═════ Material for the task
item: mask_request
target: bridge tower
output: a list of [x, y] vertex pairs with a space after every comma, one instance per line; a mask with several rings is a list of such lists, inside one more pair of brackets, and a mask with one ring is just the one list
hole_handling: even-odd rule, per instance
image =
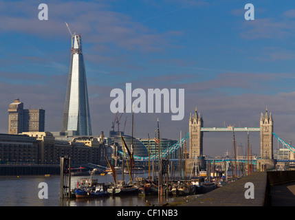
[[197, 107], [195, 114], [190, 113], [188, 122], [188, 131], [190, 136], [190, 154], [189, 159], [198, 158], [203, 156], [203, 118], [197, 113]]
[[274, 121], [272, 113], [268, 116], [267, 107], [265, 115], [261, 113], [260, 118], [260, 155], [264, 159], [273, 159], [273, 129]]
[[274, 168], [276, 161], [273, 154], [274, 120], [272, 113], [268, 114], [266, 107], [265, 114], [261, 113], [260, 117], [260, 158], [257, 160], [257, 170], [265, 171]]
══════════
**Work required:** Give all the entries again exactly, dropping each picture.

**Full answer:**
item: mask_request
target: bridge tower
output: a list of [x, y] vertex pairs with a space after every comma, one instance per line; a mask with several rings is a list of such lists, inside one more pair of brackets, and a mask with one ring is just the one list
hole_handling: even-odd rule, per instance
image =
[[197, 107], [195, 114], [190, 113], [188, 122], [188, 131], [190, 136], [190, 154], [189, 159], [198, 158], [203, 156], [203, 118], [197, 113]]
[[274, 121], [272, 113], [268, 116], [267, 107], [265, 115], [261, 113], [260, 118], [260, 155], [264, 159], [273, 159], [273, 129]]
[[274, 168], [276, 161], [273, 154], [274, 120], [272, 113], [268, 114], [266, 107], [265, 114], [261, 113], [260, 117], [260, 158], [257, 160], [257, 170], [265, 171]]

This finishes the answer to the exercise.